• Tasks and exercises:
**a.** In the thesis professor guidelines, where must students submit the Thesis Proposal Form?
**b.** Write the passage that comes next in the ETSU thesis professor guidelines, picking up right after their last sentence.

• Text extract:
* * *

Thesis Guidelines for Thesis Professors
First, the Honors College at ETSU thanks you for considering the role of an Honors Thesis Professor.
The ETSU Honors College Programs require students to complete and present an Honors Thesis prior to
their graduation as an Honors College Scholar, a title that appears on both their diploma and transcript.
The experience as an Honors College Thesis Professor will be familiar to you ---
in fact, we consider the Honors Thesis to be a miniature version (one year instead of two)
of a Master's thesis. Many Honors students continue their education in graduate or
professional schools, and the Honors Thesis should help prepare the student for similar work.
Your role concentrates on assisting the student in three major areas---
- aiding the student in selecting, developing and refining a thesis topic;
- teaching of discipline-based research skills; and
- helping the student develop the ability to do independent academic research in your discipline.
Your role also includes helping the student identify two additional faculty to serve as Thesis
Readers and assisting them in arranging an oral presentation of their Honors Thesis (see
As usual in these circumstances, you also are responsible for the academic integrity of the student's work and should help the student to be aware and sensitive to plagiarism and/or misrepresentation of information. It is expected that the Thesis Professor and Thesis Readers will maintain an ethical relationship with the student. As a consequence, you will need to be sensitive to the issue that you are involved in a professional collaboration with the student. When the thesis makes a worthwhile contribution suitable for publication in your discipline, joint student-professor authorship often is appropriate.
Junior-level Honors College students are asked to interview a number of faculty in order to select a topic and an expert (you) with which to work. Students have been forewarned that their initial topic usually is too general and that they will need to do some preliminary research, in consultation with their chosen Thesis Professor(s), to refine their thesis question. Junior Honors
College students will bring you a Thesis Proposal Form for your signature; the form must be completed and submitted by the student to the Honors
College office (129 Yoakley Hall) by a date set in April. The form can be submitted earlier, of course!
Note that the form also has a choice of grading options for the first semester of thesis work; it is your prerogative to assign the student either a grade or an Incomplete. The choice of grade assignment is included on the Thesis Proposal Form to insure that this issue is discussed with the student in advance. If you prefer to assign an Incomplete until the student has completed the thesis, please be prompt in submitting a grade change for them in the Spring
as they cannot graduate with an Incomplete in Senior Thesis!
By the beginning of their Senior year, students should have a fairly well defined thesis question, be enrolled with you, and ready to go! You should meet with this student early in the semester to establish a timetable and to select two additional faculty to serve as readers for the thesis. See the section on
Execution (below) for more explanation of Thesis format and for ideas on how to help the student progress.
Typically, Senior Honors College students enroll in two semesters (3 credit hours each; maximum 2 semesters total
= 6) of a course called Senior Honors Thesis; the course number, -4018, applies across campus in all departments and a section number will be assigned under your name.

* * *

(Saved entries)
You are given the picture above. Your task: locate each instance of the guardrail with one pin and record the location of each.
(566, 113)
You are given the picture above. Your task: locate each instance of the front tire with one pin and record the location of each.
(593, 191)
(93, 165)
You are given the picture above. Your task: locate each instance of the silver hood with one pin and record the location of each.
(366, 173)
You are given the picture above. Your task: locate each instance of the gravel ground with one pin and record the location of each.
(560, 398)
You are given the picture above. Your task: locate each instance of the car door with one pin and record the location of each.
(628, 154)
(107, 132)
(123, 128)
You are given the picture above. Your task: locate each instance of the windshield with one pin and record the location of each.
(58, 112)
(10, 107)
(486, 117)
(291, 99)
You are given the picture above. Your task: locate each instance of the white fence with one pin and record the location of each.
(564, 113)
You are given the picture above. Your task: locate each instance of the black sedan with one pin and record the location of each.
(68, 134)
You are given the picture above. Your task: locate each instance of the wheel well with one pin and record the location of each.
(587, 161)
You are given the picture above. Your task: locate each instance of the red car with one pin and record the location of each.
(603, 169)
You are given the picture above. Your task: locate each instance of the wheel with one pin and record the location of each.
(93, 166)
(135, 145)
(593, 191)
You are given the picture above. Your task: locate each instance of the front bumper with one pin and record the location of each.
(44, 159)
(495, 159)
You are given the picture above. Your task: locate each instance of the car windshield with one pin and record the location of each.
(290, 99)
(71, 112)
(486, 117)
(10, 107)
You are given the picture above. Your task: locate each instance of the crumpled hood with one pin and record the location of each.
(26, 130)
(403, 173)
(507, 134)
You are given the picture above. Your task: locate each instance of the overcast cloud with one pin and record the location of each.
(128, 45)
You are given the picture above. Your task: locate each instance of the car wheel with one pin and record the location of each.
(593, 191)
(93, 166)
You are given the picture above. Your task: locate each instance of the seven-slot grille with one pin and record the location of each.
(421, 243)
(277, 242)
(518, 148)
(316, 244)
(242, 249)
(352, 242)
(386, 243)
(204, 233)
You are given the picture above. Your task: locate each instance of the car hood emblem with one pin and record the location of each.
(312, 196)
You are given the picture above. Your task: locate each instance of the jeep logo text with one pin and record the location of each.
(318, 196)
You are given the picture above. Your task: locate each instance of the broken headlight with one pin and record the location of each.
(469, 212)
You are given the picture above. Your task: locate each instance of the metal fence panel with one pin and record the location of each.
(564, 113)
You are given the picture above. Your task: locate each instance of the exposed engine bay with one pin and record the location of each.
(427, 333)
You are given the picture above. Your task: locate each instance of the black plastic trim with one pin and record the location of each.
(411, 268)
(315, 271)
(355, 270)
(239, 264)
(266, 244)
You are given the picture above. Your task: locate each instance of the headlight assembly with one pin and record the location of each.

* * *

• Responses by task:
**a.** The Honors College office in 129 Yoakley Hall, by a date set in April.

**b.**
Your department should activate this course for your student and
provide a permit for the student once the course number has been
Hopefully, this course will be considered as a portion of the required hours for a major/minor in your department. In situations where the thesis project requires more extensive laboratory or creative work, public service, or field experience, it is your prerogative to offer the student Independent Study hours prior to their Senior year. In these instances, the student will need to know how the combination of Independent Study and Senior Thesis hours will impact on their degree requirements.
For additional information, I have included a copy of the Thesis Guidelines provided to the students. In general, Honors
College students have been informed of the following:
- They must utilize primary literature appropriate to their field in their thesis research.
- The Honors Thesis must be academically honest and in full compliance with ethical guidelines appropriate to the field of study.
- They should plan on working six to nine hours per week on their thesis project, if enrolled for the full 3 credit hours. You should modify this according to your own plan with each student.
- When appropriate to the discipline, the thesis should be considered as a manuscript for publication in a scholarly journal in their field. I have suggested that a particular journal format be targeted.
- They should plan to have a completed written draft of their thesis to you no later than the second week of February for your review. An "almost final" draft should be presented to the Readers no later than the first week of April. You may, of course, modify this generalized schedule.
- Two additional faculty (one from within the department and one from another department) should be selected to serve as Readers to assist you and the student in refining the final version of their Honors Thesis. It is your prerogative to involve the Readers earlier or in a larger role, if they wish.
- An oral presentation of the completed thesis is required. Options for this presentation are as follows:
- departmental seminar;
- presentation at the ETSU Undergraduate Research Symposium (typically the second week of April); or
- presentation at a regional or national discipline-specific meeting
An announcement of a departmental presentation should be posted two weeks in advance in the department and
on the Honors College News and Events website. It is suggested that the students' presentation take place before the 3rd week of April.
The following are suggestions on how to assist the student through this project:
- Weekly meetings with the student, even if brief, are a good idea. Developing self-discipline for regular, measurable work often is a difficulty for the typical thesis student who is also enrolled in 12-15 hours of additional coursework.
- Plan a timetable that describes "guideposts" of progress with the student. For example---theses based primarily on "library" research are most successful if the student completes an annotated bibliography by mid-Fall semester; theses in studio or performing arts and in creative writing need deadlines for completion of artistic components; and finally, theses requiring laboratory work profit from a literature review coupled with a draft of methods & materials due by mid-semester.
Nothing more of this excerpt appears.